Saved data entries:
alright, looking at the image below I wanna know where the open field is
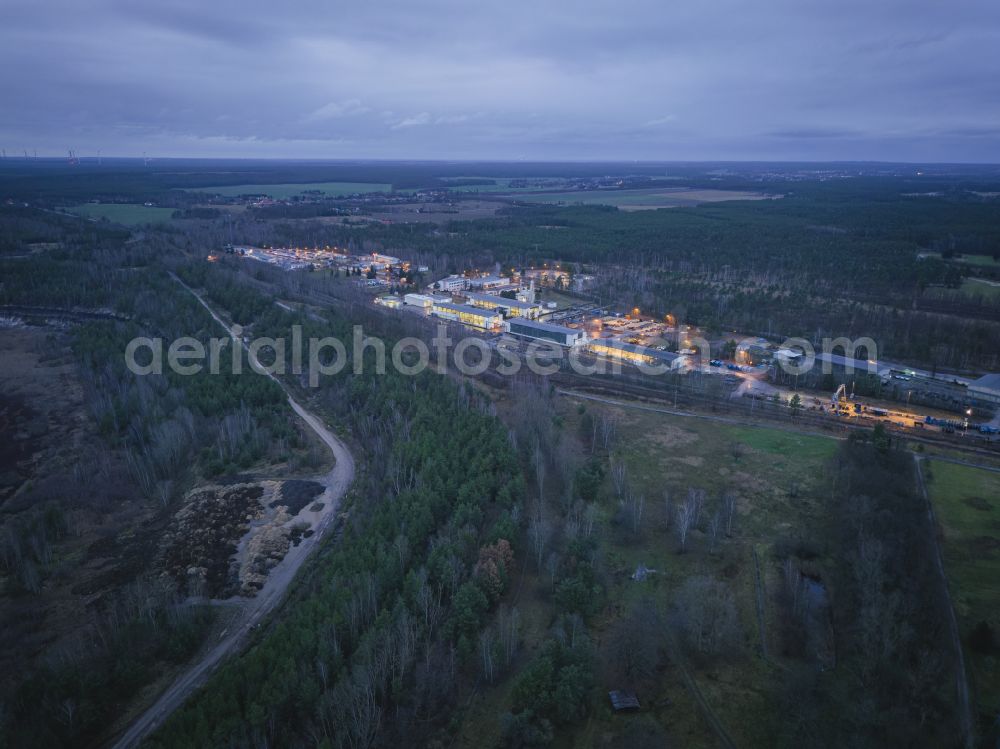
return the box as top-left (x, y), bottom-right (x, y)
top-left (507, 187), bottom-right (779, 210)
top-left (926, 277), bottom-right (1000, 303)
top-left (367, 199), bottom-right (506, 224)
top-left (581, 402), bottom-right (837, 746)
top-left (458, 390), bottom-right (839, 748)
top-left (61, 203), bottom-right (175, 225)
top-left (919, 251), bottom-right (1000, 268)
top-left (926, 277), bottom-right (1000, 302)
top-left (190, 181), bottom-right (393, 198)
top-left (443, 176), bottom-right (569, 193)
top-left (925, 459), bottom-right (1000, 722)
top-left (963, 277), bottom-right (1000, 300)
top-left (953, 254), bottom-right (1000, 267)
top-left (534, 288), bottom-right (585, 310)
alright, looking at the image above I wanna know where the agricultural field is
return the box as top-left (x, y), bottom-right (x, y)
top-left (443, 177), bottom-right (569, 193)
top-left (61, 203), bottom-right (175, 225)
top-left (190, 181), bottom-right (393, 198)
top-left (367, 199), bottom-right (505, 224)
top-left (925, 277), bottom-right (1000, 302)
top-left (508, 187), bottom-right (778, 210)
top-left (952, 254), bottom-right (1000, 267)
top-left (919, 251), bottom-right (1000, 268)
top-left (924, 459), bottom-right (1000, 722)
top-left (458, 391), bottom-right (840, 748)
top-left (959, 277), bottom-right (1000, 301)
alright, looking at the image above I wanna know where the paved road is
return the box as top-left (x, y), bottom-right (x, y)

What is required: Begin with the first line of the records and repeat every line up to the one with "agricultural field is", counting that line too. Pictures are not part of the copy.

Result for this exercise:
alright, looking at the image below I wanna know where the open field is
return the box as top-left (x, y), bottom-right (x, y)
top-left (507, 187), bottom-right (779, 210)
top-left (926, 277), bottom-right (1000, 303)
top-left (367, 199), bottom-right (506, 224)
top-left (581, 402), bottom-right (837, 746)
top-left (458, 390), bottom-right (839, 748)
top-left (61, 203), bottom-right (175, 225)
top-left (919, 251), bottom-right (1000, 268)
top-left (926, 277), bottom-right (1000, 302)
top-left (190, 181), bottom-right (393, 198)
top-left (443, 176), bottom-right (569, 193)
top-left (925, 459), bottom-right (1000, 722)
top-left (963, 277), bottom-right (1000, 300)
top-left (953, 254), bottom-right (1000, 267)
top-left (534, 288), bottom-right (585, 310)
alright, looking at the image above I wanna know where the agricultural field is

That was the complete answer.